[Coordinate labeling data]
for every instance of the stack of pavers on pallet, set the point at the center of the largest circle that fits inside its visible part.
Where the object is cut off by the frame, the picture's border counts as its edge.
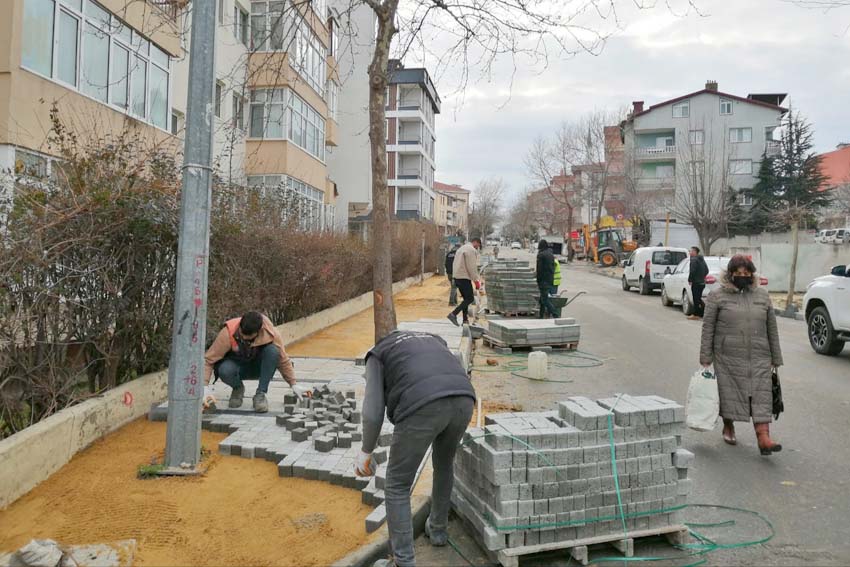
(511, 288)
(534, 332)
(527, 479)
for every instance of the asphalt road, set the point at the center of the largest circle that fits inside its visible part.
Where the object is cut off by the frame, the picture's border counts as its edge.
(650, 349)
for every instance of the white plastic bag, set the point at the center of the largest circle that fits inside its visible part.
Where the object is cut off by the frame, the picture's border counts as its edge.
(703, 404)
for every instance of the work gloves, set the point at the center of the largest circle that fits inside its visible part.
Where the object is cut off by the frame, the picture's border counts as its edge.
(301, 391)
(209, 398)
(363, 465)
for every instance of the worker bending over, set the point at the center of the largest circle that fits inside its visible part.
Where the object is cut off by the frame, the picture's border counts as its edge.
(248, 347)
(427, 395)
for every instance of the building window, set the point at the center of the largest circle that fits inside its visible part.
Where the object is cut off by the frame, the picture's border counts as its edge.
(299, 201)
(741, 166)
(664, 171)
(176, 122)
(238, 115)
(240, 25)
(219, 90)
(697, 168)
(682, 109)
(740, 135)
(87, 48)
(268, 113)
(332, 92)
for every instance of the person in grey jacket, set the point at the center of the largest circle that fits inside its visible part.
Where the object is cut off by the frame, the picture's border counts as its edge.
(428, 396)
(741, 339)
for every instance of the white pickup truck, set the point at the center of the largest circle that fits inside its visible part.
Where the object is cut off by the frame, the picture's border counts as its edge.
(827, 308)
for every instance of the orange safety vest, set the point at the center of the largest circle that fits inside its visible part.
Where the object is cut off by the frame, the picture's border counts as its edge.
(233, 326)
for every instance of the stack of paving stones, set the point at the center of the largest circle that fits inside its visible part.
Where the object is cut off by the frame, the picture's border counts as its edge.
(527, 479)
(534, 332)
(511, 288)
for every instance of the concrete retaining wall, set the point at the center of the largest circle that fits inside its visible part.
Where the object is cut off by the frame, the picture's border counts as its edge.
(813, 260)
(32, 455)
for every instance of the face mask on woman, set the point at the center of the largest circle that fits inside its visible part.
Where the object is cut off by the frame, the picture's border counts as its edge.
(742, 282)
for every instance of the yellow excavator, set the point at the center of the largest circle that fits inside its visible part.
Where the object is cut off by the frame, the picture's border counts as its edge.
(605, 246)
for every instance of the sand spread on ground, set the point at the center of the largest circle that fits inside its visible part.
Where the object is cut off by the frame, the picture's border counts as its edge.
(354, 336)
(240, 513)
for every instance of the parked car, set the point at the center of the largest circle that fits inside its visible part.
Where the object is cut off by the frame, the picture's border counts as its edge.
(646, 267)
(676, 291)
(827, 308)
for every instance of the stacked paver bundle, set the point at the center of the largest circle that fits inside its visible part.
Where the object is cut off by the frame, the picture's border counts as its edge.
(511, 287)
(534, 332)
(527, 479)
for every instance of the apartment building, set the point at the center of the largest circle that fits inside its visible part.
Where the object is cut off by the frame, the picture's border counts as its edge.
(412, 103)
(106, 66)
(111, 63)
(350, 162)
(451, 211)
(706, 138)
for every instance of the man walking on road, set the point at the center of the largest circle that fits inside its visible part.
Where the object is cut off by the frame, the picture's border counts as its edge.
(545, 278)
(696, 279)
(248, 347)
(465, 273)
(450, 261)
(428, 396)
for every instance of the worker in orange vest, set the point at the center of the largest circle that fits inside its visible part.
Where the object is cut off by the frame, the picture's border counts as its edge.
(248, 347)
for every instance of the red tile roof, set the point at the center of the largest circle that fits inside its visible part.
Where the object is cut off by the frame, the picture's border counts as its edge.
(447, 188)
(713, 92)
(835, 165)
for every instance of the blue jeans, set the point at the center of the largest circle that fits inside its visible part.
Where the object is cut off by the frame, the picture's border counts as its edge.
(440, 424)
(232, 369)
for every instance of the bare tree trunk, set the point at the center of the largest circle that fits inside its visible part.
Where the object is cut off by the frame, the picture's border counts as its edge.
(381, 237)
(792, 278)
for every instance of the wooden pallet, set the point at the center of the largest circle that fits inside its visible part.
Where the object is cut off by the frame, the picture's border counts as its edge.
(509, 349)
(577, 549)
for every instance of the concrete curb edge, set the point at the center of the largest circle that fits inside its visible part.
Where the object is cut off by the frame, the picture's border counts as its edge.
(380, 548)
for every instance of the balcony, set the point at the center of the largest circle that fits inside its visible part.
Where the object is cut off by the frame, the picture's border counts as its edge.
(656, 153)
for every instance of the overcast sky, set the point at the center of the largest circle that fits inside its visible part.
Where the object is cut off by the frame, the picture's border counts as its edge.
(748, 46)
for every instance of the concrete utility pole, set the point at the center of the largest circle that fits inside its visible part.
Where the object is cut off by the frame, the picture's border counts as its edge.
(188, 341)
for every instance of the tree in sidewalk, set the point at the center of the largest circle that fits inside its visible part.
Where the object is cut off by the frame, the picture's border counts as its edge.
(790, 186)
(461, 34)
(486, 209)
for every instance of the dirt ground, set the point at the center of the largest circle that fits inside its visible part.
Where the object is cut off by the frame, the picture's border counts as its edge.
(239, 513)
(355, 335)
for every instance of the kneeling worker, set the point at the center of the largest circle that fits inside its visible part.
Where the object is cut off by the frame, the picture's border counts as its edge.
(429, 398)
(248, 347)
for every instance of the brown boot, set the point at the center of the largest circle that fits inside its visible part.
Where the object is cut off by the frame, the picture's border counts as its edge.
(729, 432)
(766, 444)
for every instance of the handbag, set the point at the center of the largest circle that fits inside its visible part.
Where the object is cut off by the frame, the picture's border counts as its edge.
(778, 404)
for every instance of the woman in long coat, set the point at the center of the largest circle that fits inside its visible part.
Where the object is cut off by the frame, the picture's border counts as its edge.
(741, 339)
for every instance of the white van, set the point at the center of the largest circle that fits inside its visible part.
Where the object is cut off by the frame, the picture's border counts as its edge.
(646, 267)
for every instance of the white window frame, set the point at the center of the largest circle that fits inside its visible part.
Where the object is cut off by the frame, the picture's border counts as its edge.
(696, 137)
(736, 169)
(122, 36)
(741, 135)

• Problem description: Exactly reproduce the entries above, minus the pictures.

• Correct answer:
for every instance of the stack of pavers on pallet, set the point at the center of the largest circle that fits inside its visible part.
Where the object is cut off by the frame, the picture's border counts as its edge.
(511, 288)
(534, 332)
(527, 479)
for every instance of the asphalt road, set the point at the center of the largest circle that fits inside its visible part.
Where the object is cut off by the frame, the picture's border counts as its edge.
(650, 349)
for every instance of the white plastic bag, set the point at the center of the largest circle that fits inside its visible part.
Where the object is cut off by the frame, the picture's border counts as its edge.
(703, 404)
for every instance of the work gloves, set the point at the center of the largest circle that fits inside its visible part.
Where the object is cut off by the frame, the picture's border counts as its edge.
(301, 391)
(209, 398)
(363, 465)
for every instance of the worker bending over, set the point at the center of the largest circle that fits inside its visible part.
Where the object is cut off by the frame, the picture's border counts as its edge.
(248, 347)
(427, 395)
for every instance of the building window, set the point at the center of the largest circle that fits inside its visible part.
Where the object is cut off by the frame, the picture's border counts as its edge.
(299, 201)
(741, 166)
(664, 171)
(176, 122)
(238, 115)
(240, 25)
(219, 90)
(697, 168)
(682, 109)
(740, 135)
(87, 48)
(268, 113)
(332, 92)
for every instance of the person in grey jacket, set the point at the center of the largest circle that fits inside its visible part.
Where the object is cut off by the frame, the picture's border counts as its edge.
(428, 396)
(741, 339)
for every instance of the white pickup truck, set the point at the center of the largest circle that fits inside its visible part.
Where the object is cut off by the frame, the picture's border counts as its edge.
(827, 308)
for every instance of the orange safety vest, set the point at the center of the largest circle that fits inside its visible part.
Where the object is cut off by the frame, the picture's border counts as its edge.
(233, 326)
for every instance of the stack of paving stones, set the point at the center of the largest circle that fits inside its visible part.
Where the object is cut off by the frame, the picture's border counts as its edge.
(527, 479)
(534, 332)
(511, 288)
for every instance of the concrete retaining wall, set the point at the center of the largest circle that fits inside its visible part.
Where the object is cut off by the frame, the picture's border counts as its edge.
(813, 260)
(32, 455)
for every instance of the face mask on woman, set the point at the center of the largest circle that fits inside its visible part.
Where the object is cut off by the frame, the picture's border counts as its edge.
(742, 282)
for every instance of the yellow excavator, set the point at the center of the largest circle that fits inside its visible part.
Where the object is cut off by the frame, the picture's border counts as its edge.
(605, 246)
for every instance of the sand spread on ground, set the point at the center of the largest circle that fits inside its visible part.
Where the object is cut off by the frame, the picture's border counts as its edge.
(354, 336)
(240, 513)
for every instance of the parked car, set the point at the center of the largest circle that fits inside its visible part.
Where the object is cut off by the frame, the picture's border counts as its edge.
(646, 267)
(676, 291)
(827, 308)
for every instance of the stacked paver bundle, set the point at the center of the largest circle that fits inside its visible part.
Where the object is cut off by the frame, the picture's border counts as its edge.
(511, 287)
(534, 332)
(527, 479)
for every instance of the apartment building, set the point at the center of the largest circle that fits inside its visible part.
Where the object is cut off by the frame, the picture's border counts as its edge.
(412, 103)
(106, 66)
(111, 63)
(350, 162)
(451, 211)
(706, 138)
for every instance of the man walking on road, set the point at the center of the largest circle that fits inside its visible part.
Where the object is cut off by the frame, the picture's border counts as its edge.
(545, 278)
(696, 279)
(248, 347)
(465, 273)
(450, 261)
(428, 396)
for every instance of the worker in orange vest, set the point at the center of the largest circle that fits inside its visible part.
Where the object is cut off by the frame, the picture's border counts as its edge.
(248, 347)
for every instance of the red tile roof, set the point at the center of the largest circle that fits inside its visible part.
Where the object is cut off by the frame, the picture's border counts as its edge.
(447, 188)
(713, 92)
(835, 165)
for every instance of the blue jeans, set the point at the center of the largest circle that fits inside its visible part.
Where the object is cut off by the frame, the picture's border counts as its edge.
(440, 424)
(232, 369)
for every instance of the bare tree trunk, set the point at the center of the largest circle that fits inside its visible part.
Where the object is cut off by the frame, the picture's border counts as its edge.
(381, 237)
(792, 278)
for every instance of the wooden pallet, set the point at the center of the largest circle that fits inside its visible part.
Where the object is cut off by the frame, the picture's border counts as its edge.
(509, 349)
(577, 549)
for every instance of the concrete curb edge, set the point at the center of the largest circle that fits inside its visible part.
Where the object is cut off by the frame, the picture's border counts as its edge.
(380, 548)
for every instance of the balcony, set the point at the center of the largest circle that fits inside its visible part.
Where the object is cut off by the frame, the picture's border counts as its edge.
(656, 153)
for every instance of the overcast sky, set the point at the center of the largest circle that fits inside its visible part.
Where the object is cut off by the frame, the picture's border counts as its edge.
(748, 46)
for every instance of the concrete utility pole, set the point at the center of the largest circle that fits inside its visible part.
Where the object is cut off by the frame, the picture's border counts as its edge.
(188, 341)
for every instance of the tree in sidewalk, set the point at the center of the largest circle that fits inside its visible part.
Where the object is cut off by the frame, the picture's border counts as its edge.
(790, 186)
(461, 34)
(486, 209)
for every instance of the dirt ground, set the point at the center of the largest circle that fits inside its visible part.
Where the object is cut off by the frame, the picture's border counts as its edge.
(239, 513)
(355, 335)
for every instance of the kneeling worker, set the point at the center of the largest circle that fits inside its visible part.
Where the object is cut off by the frame, the picture's border counts as its edge.
(429, 398)
(248, 347)
for every instance of the brown boot, set the point at the center of the largest circle that fits inside its visible part.
Where the object is cut off by the frame, the picture's border counts as its edge.
(729, 432)
(766, 444)
for every instance of the handbag, set the point at the center of the largest circle that fits inside its visible part.
Where the object is cut off by the frame, the picture's border counts as its edge.
(778, 404)
for every instance of the woman in long coat, set the point at the center of the largest circle that fits inside its visible part.
Where the object is cut off by the frame, the picture's border counts as its edge.
(741, 339)
for every instance of the white van, set the point at the center of the largest circle that fits inside its visible part.
Where the object is cut off by the frame, the picture's border counts as its edge.
(646, 267)
for every instance of the white window frame, set the point at the center of the largest circle that fits inside its visible part.
Where the object is cut off by the frame, the picture's border counts as its edge.
(696, 137)
(736, 169)
(122, 36)
(741, 135)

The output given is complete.